▶ Document segment:
+++

Should I Use Public Restrooms? Public restrooms contain frequently-touched surfaces like door handles, stall handles, toilet handles and faucets. The CDC recommends that all frequently-touched surfaces be washed regularly and because you don’t know for sure if these surfaces are, it’s best to err on the side of caution. Try to avoid pit stops as best you can.
Should I Avoid Group Runs? The CDC’s current recommendation is to avoid mass gatherings of 50 or more. And President Trump made an announcement recommending that people avoid gatherings of 10 or more. So what does that mean for you? Exercise caution. Limit the number of people you run with and, as the CDC has urged, try to keep distance (at least six feet) between you and your running buddies.
Do I Need to Be Six Feet Apart from Other Runners? The CDC has urged people to maintain a distance of six feet apart to prevent the spreading of the virus. No high fives after a great run, okay?
Should I Spit When Running? If you’re running (responsibly) with others, avoid spitting. The Coronavirus can spread through respiratory droplets, so as a preventative measure, try not to spit (as gross as that sounds).
Should I Leave My Running Shoes Outside? There’s no need to leave your shoes outside. But it’s a good idea to take them off when you return home and leave them by the door (or your designated shoe area) so you don’t track germs around your home.
If running isn’t high on your list during self-isolation as you try to navigate the stressors of managing kids at home, remote work or whether or not you’ll be able to work from home, consider the following:
1. Running Improves Your Cardiovascular Health
Good cardiorespiratory health can prevent heart disease, lower your cholesterol, prevent type 2 diabetes, increase lung capacity, and boost your overall immune system. Now’s a good time to strengthen your immune system.
2. Running Helps With Depression and Anxiety
Being cooped up at home worrying about what’s going to happen next does nothing to help with anxiety. You know what does? You guessed it – a good run. If stress is bogging you down, rather than turning on the news and succumbing to it all, go for a run. Exercising releases hormones in your brain called endorphins, which are the “feel good” chemicals proven to increase your mood and lower your perception of pain.
3. Running Can Help You Become Smarter and More Alert
Aerobic activity increases the levels of cortisol in your body, which boosts information retention and memorization capabilities. Okay, so this doesn’t directly apply to alleviating COVID-19 related stressors, but what a bonus, right? Many are using the time away from work and social obligations to take a step back and enrich their lives. Isn’t it great that running can exercise both your mind and your body all at once? How’s that for efficiency?

+++

▶ Data block:
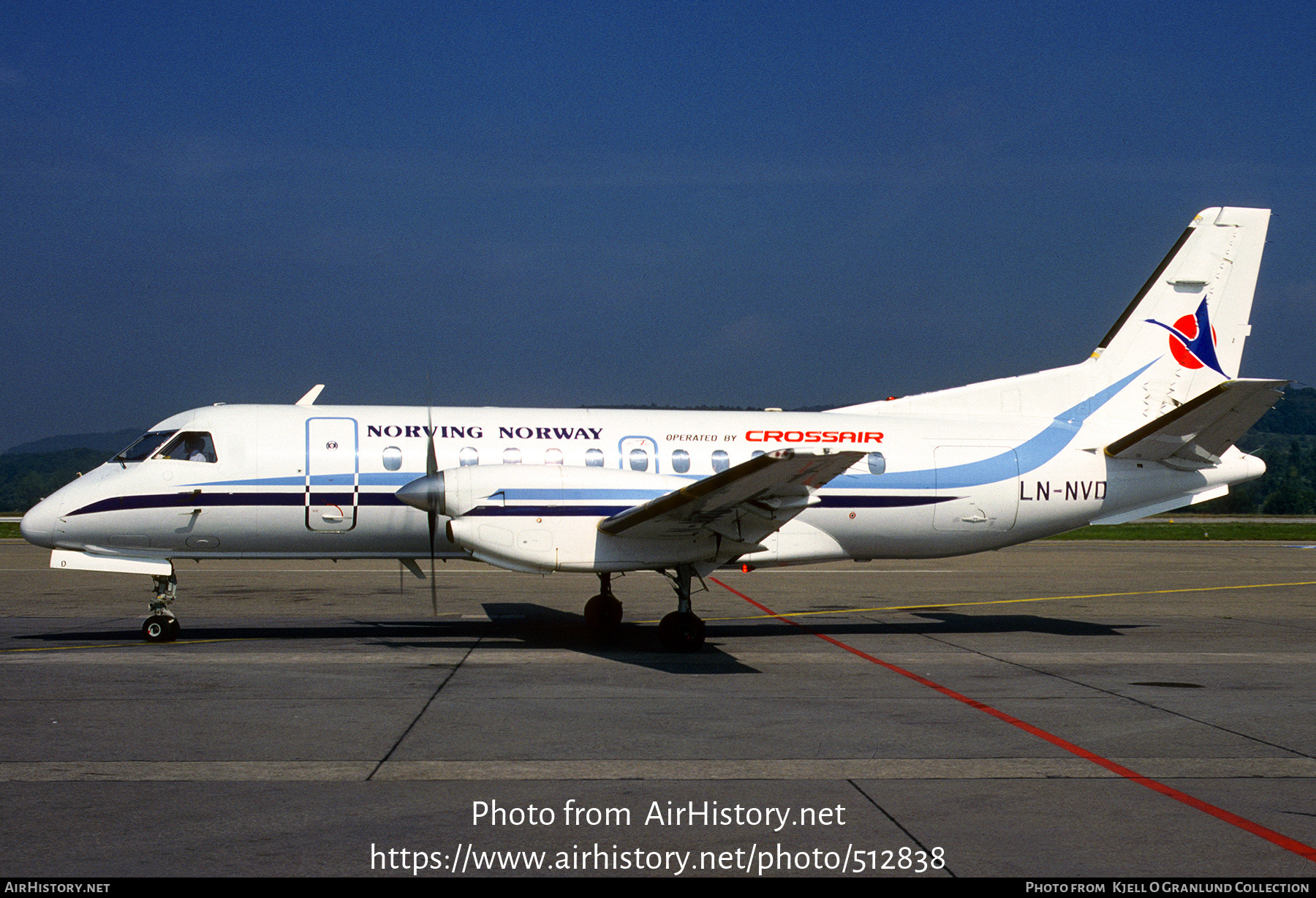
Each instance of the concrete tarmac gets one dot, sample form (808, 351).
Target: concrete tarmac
(1081, 709)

+++

▶ Exercise prompt: In the running guidance above, translate this sentence into Spanish: "The CDC has urged people to maintain a distance of six feet apart to prevent the spreading of the virus."

▶ Task answer: Los CDC han instado a las personas a mantener una distancia de seis pies entre sí para prevenir la propagación del virus.